§ **REQUIRED TASK**
Transcribe the data below word for word, starting with its first line and ending with the line that contains "[(859, 779), (899, 301), (510, 644)]", including both of those lines.

=== GIVEN INFORMATION ===

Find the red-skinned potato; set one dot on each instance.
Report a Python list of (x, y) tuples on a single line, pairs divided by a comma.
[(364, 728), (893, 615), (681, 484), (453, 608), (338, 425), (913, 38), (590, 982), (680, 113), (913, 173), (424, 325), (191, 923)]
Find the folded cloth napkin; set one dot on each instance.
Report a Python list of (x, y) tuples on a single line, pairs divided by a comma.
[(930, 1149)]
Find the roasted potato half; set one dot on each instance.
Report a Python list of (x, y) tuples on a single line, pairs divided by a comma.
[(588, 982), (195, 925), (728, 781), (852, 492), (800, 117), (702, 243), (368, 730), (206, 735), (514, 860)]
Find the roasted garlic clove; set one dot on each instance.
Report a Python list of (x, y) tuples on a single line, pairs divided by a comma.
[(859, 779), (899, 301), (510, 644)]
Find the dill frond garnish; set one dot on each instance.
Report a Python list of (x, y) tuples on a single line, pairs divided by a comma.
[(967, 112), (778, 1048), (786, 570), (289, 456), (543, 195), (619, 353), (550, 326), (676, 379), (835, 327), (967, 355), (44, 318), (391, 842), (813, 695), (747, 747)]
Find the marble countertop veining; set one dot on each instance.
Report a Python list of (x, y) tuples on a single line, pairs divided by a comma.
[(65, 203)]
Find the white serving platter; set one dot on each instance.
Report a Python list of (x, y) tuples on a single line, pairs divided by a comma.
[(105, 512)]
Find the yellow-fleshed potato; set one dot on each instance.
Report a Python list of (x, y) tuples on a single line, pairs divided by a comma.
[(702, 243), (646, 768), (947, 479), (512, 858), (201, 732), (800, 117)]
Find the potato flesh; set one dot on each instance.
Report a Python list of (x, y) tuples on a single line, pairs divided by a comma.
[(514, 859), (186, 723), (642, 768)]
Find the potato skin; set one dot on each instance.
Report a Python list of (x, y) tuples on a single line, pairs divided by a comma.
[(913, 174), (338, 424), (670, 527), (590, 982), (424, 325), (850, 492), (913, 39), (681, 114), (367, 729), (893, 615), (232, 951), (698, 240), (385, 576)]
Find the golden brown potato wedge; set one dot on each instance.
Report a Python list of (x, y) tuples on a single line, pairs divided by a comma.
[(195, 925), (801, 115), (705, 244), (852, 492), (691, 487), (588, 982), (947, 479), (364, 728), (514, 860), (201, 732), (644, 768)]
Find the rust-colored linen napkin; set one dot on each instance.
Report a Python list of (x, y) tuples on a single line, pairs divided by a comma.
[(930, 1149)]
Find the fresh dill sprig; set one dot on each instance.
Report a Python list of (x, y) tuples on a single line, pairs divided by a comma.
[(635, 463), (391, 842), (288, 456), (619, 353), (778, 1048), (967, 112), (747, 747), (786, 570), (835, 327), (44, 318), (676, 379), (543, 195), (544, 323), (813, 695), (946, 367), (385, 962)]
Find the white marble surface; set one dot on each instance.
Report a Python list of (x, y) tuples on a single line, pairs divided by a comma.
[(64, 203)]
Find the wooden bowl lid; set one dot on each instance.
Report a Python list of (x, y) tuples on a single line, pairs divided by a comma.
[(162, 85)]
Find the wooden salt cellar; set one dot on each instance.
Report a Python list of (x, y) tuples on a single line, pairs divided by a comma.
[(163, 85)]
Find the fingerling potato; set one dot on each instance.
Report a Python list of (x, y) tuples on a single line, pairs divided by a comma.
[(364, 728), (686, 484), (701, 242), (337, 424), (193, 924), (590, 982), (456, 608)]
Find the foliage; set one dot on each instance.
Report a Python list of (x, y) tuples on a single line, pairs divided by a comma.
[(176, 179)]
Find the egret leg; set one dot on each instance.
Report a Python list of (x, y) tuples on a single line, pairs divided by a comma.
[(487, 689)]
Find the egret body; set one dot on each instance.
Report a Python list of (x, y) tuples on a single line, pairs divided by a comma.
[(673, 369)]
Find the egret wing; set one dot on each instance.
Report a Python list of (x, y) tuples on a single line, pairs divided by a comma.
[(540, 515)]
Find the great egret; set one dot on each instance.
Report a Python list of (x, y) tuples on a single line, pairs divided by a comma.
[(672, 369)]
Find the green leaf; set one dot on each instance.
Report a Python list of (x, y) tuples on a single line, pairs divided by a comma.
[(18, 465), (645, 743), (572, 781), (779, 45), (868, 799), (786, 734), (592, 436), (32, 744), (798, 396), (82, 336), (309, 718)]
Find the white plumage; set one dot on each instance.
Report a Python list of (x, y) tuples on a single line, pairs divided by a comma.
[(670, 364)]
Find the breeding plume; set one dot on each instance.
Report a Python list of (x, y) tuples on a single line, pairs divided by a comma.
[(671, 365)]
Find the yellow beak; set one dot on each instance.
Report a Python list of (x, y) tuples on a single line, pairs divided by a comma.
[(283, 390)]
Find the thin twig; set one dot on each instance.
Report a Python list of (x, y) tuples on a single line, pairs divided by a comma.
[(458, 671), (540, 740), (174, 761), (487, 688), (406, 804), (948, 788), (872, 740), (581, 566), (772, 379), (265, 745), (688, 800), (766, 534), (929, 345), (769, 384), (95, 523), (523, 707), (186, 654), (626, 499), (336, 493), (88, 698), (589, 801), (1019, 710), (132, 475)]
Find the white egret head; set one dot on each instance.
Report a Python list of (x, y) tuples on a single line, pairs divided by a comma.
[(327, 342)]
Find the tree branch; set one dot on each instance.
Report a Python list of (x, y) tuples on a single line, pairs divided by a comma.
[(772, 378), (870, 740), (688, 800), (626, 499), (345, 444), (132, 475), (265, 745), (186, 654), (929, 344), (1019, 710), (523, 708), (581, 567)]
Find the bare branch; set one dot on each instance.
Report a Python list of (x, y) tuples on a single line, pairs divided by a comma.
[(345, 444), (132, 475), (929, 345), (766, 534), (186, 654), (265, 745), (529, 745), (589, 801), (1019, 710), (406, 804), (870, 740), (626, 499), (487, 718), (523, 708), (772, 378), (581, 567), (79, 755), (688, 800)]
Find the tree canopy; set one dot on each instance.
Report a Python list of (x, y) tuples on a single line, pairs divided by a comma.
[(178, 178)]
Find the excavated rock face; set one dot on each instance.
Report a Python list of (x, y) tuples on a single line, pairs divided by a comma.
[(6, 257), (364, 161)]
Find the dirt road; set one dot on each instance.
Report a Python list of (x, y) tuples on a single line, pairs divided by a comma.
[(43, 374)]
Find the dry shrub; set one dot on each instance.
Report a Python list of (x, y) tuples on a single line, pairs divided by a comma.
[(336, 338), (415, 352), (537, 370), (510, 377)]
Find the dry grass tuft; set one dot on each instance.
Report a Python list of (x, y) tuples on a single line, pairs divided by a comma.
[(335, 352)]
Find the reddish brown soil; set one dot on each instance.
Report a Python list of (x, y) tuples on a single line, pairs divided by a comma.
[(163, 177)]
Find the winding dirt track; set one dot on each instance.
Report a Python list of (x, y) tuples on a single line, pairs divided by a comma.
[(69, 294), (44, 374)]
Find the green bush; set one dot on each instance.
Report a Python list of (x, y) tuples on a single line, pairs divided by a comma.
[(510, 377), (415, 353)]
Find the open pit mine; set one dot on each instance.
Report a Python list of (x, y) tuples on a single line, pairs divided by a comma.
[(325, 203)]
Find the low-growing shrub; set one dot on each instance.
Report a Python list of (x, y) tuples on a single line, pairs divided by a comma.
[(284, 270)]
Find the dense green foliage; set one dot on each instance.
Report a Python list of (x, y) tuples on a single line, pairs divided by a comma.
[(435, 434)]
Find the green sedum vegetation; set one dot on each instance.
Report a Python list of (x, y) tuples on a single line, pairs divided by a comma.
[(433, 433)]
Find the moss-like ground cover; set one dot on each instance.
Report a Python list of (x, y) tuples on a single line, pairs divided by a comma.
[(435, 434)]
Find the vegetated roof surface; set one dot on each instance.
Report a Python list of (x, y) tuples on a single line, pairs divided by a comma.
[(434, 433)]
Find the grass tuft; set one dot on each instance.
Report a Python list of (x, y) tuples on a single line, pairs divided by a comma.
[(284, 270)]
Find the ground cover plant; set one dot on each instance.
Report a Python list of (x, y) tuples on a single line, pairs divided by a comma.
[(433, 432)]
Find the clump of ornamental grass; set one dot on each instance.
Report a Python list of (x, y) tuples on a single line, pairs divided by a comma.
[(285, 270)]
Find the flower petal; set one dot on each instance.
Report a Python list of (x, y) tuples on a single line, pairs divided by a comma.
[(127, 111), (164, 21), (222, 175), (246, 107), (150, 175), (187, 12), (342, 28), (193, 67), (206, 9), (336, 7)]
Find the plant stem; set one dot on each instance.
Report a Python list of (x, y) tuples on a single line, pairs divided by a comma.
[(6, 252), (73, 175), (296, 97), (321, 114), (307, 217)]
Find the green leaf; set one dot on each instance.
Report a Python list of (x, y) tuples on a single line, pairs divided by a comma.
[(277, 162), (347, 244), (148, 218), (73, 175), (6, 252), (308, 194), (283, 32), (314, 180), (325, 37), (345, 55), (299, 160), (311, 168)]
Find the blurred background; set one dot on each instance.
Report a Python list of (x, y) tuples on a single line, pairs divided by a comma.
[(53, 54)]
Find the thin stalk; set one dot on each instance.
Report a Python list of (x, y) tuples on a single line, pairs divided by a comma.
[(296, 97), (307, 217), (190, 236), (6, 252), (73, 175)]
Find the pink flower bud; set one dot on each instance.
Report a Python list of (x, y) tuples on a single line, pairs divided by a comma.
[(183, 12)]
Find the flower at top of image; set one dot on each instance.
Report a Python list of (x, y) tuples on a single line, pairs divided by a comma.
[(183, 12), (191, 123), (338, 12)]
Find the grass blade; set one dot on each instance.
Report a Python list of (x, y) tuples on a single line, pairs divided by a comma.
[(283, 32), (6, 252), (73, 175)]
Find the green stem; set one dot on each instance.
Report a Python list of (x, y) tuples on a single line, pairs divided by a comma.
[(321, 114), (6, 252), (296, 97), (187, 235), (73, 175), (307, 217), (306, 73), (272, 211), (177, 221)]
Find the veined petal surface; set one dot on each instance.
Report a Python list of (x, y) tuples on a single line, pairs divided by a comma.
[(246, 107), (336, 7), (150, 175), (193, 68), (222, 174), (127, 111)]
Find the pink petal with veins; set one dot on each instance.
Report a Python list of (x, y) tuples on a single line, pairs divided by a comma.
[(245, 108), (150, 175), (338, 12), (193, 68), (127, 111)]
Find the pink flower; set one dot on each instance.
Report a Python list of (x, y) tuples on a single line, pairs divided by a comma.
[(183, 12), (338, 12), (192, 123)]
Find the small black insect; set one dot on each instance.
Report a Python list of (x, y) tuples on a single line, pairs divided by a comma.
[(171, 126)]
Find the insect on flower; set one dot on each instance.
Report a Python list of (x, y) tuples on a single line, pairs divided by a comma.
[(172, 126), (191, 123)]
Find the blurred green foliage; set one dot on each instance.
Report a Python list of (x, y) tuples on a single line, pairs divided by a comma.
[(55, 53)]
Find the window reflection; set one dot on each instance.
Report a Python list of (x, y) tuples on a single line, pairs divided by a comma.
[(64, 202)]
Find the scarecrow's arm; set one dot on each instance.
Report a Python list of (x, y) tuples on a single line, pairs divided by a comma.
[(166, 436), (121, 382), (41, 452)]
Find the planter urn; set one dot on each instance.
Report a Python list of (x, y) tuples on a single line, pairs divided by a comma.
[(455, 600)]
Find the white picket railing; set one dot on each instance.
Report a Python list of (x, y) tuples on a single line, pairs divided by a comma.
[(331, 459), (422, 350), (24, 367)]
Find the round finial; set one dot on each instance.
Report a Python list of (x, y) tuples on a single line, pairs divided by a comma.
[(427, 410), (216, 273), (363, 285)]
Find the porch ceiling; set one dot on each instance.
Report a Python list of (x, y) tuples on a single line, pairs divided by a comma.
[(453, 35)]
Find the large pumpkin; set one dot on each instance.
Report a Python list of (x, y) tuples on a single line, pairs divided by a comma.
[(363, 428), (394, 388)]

===

§ **COMPLETE RESPONSE**
Find the red-skinned potato; set one dot on each instance.
Report a Python list of (x, y) tuples on a single line, pairs divided by a comma.
[(364, 728), (893, 615), (681, 484), (453, 608), (338, 425), (913, 38), (590, 982), (680, 113), (913, 173), (424, 325), (191, 923)]
Find the folded cloth napkin; set one dot on each instance.
Report a Python list of (x, y) tuples on a single line, pairs divided by a comma.
[(930, 1149)]
Find the roasted potato half; set one dot on each instance.
Report a Python list of (x, y) tuples on a single line, pairs divided by a comma.
[(588, 982), (195, 925), (728, 781), (852, 492), (800, 117), (702, 243), (368, 730), (206, 735), (514, 860)]
Find the roasted garlic clove; set one dot on each instance.
Report a Python list of (x, y) tuples on a single line, pairs divided by a comma.
[(859, 779), (899, 301), (510, 644)]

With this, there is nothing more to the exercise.